══ Source material

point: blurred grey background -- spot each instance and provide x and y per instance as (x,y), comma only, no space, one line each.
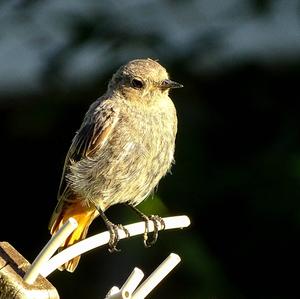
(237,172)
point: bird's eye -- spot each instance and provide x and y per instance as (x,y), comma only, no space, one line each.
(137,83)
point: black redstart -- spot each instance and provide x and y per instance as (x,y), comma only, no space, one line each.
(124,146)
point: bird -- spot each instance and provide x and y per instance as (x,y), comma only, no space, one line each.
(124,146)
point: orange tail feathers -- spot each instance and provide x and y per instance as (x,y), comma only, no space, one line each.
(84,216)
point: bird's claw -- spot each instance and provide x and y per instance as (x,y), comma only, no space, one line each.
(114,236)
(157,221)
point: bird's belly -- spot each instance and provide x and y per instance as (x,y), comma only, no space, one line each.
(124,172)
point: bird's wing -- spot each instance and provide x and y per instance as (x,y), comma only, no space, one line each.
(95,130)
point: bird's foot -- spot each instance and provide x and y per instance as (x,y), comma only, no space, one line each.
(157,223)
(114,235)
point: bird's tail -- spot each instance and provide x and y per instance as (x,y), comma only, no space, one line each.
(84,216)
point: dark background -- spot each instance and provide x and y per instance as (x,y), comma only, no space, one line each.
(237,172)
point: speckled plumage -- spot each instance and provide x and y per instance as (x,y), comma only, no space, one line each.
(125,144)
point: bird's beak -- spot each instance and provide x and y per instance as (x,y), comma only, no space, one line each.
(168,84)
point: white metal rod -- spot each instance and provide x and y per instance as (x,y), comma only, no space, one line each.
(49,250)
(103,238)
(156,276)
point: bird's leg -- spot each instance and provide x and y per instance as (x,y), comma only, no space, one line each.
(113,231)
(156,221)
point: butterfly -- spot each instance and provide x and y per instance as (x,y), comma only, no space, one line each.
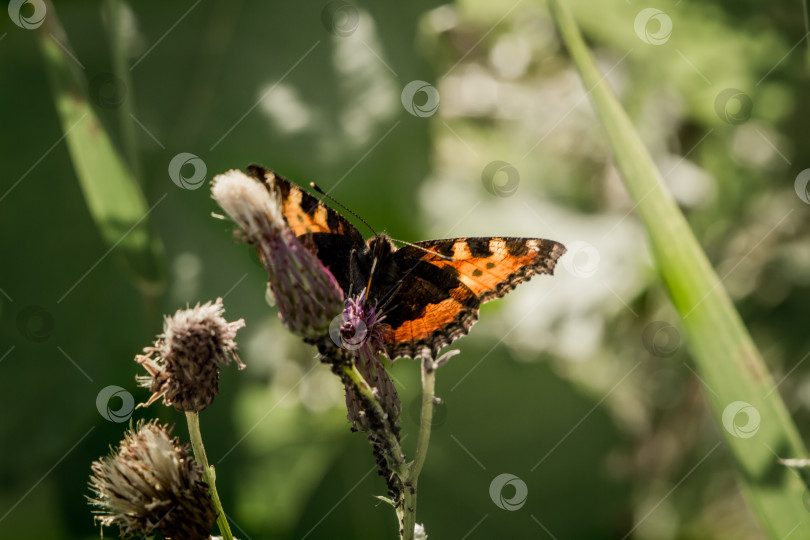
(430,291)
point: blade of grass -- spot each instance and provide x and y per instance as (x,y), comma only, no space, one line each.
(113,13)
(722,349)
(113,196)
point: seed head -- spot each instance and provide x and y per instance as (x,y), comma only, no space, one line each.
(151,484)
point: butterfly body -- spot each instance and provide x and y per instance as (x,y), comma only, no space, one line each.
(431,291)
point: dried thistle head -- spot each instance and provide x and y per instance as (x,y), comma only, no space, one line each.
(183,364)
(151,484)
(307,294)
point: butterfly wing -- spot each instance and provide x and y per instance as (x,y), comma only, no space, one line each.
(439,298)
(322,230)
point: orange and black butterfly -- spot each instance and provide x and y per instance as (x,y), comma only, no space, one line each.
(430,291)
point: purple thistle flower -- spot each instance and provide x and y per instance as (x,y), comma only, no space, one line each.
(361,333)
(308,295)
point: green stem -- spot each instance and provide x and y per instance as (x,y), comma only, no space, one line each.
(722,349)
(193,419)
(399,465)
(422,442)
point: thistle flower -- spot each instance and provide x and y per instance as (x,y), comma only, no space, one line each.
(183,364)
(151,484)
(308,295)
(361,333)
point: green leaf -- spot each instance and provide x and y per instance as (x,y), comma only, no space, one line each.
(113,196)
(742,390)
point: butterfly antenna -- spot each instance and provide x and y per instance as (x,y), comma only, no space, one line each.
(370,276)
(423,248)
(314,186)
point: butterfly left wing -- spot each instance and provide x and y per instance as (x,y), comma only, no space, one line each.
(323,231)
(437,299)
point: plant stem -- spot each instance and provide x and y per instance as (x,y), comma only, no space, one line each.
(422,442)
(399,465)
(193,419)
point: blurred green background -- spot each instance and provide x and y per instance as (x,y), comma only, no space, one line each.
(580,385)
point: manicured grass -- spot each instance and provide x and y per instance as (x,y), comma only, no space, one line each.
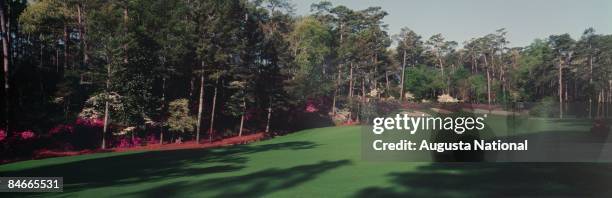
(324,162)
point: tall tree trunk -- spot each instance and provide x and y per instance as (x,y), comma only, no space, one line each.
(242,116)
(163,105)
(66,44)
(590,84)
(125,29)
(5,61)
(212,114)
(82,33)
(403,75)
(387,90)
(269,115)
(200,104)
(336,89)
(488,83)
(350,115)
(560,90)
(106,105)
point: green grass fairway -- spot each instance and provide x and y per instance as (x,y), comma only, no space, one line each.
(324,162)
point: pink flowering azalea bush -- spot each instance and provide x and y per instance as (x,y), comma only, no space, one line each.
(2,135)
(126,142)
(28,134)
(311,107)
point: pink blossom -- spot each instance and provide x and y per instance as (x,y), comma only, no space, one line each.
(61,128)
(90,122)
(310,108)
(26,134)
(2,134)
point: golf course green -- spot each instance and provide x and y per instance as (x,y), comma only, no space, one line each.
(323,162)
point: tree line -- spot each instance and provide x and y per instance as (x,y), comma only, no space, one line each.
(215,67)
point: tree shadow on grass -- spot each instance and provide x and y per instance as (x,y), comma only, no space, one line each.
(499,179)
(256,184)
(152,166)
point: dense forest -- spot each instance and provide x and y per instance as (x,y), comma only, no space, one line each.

════
══ Source material

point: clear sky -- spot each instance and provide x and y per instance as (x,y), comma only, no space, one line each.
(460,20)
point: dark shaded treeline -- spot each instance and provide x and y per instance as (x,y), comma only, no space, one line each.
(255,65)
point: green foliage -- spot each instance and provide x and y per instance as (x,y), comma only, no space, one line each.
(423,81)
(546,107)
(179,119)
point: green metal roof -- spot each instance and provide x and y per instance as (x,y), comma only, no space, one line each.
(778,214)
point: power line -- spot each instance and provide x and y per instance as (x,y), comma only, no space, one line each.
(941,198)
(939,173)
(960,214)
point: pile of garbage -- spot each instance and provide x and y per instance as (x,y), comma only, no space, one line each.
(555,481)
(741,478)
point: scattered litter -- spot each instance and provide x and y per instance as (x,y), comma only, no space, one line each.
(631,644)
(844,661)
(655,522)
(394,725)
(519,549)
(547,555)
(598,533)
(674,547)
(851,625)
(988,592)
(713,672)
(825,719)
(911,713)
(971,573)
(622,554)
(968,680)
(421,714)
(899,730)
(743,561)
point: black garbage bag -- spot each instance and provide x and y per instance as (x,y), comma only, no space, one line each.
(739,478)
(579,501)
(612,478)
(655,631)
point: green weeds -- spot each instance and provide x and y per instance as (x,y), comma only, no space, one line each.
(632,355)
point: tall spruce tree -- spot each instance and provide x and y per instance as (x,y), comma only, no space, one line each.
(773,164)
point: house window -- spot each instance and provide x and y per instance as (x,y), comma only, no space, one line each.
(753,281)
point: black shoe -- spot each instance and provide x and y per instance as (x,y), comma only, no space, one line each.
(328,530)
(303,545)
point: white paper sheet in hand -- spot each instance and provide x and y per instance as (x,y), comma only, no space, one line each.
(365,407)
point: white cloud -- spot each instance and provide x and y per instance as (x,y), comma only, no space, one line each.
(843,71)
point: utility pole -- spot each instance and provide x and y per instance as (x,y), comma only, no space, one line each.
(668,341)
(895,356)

════
══ Source material

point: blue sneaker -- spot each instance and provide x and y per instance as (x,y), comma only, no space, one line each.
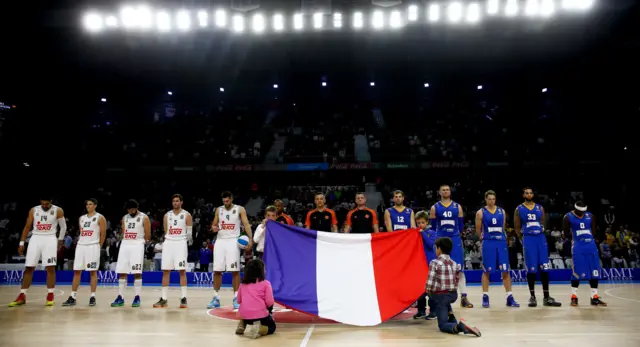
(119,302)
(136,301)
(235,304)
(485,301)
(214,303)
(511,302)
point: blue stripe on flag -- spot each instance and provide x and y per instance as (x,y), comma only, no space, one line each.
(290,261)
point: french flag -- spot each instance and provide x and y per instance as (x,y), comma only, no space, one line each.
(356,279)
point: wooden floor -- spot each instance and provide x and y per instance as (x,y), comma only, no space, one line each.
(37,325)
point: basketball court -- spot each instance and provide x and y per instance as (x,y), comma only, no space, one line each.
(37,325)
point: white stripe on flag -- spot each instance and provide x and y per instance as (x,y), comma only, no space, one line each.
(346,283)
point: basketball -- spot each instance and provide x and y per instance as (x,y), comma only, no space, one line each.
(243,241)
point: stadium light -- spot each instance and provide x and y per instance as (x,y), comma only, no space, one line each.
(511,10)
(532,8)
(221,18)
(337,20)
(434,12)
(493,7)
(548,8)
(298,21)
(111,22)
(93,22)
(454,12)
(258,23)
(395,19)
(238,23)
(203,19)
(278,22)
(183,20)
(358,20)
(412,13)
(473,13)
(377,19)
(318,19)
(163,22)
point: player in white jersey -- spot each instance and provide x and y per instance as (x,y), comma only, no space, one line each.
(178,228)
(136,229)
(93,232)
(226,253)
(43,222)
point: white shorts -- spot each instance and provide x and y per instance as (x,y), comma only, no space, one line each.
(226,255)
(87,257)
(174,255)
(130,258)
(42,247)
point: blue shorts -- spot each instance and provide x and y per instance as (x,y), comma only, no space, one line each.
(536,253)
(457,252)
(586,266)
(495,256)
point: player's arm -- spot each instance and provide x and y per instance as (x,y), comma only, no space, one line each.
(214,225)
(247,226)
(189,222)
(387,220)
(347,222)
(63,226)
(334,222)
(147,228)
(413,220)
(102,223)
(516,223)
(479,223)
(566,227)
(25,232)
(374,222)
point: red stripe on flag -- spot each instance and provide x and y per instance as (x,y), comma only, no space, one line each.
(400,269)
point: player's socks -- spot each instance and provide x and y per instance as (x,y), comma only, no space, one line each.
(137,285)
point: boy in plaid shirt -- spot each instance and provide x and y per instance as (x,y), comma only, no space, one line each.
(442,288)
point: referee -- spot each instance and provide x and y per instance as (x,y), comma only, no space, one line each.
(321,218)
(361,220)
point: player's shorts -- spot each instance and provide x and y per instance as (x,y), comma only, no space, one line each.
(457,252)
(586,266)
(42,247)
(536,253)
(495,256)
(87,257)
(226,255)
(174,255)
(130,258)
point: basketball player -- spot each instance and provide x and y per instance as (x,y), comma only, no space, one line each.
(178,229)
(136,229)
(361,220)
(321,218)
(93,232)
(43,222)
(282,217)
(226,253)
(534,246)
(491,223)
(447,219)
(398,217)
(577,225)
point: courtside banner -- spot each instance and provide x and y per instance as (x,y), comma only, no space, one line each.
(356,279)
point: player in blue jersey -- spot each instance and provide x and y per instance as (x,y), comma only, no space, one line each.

════

Taking the entries above, print exactly the lines starting at the line with "point: basketball player" and ending at the line with "point: player in blue", both included.

Response to the task »
point: basketball player -- spot each instance and provide x and y per instance as (x,y), comma only, no space, one line each.
(178,229)
(136,229)
(361,220)
(321,218)
(93,232)
(43,222)
(282,217)
(226,253)
(534,246)
(491,223)
(447,219)
(398,217)
(577,225)
point: courtside banner -- spot each instance and provide x and y per instance as (x,y), comma only, no space, one line each.
(356,279)
point: player in blue jersey -- spot each instance and provide x and y per instance as (x,y), comma only, no space, one line each.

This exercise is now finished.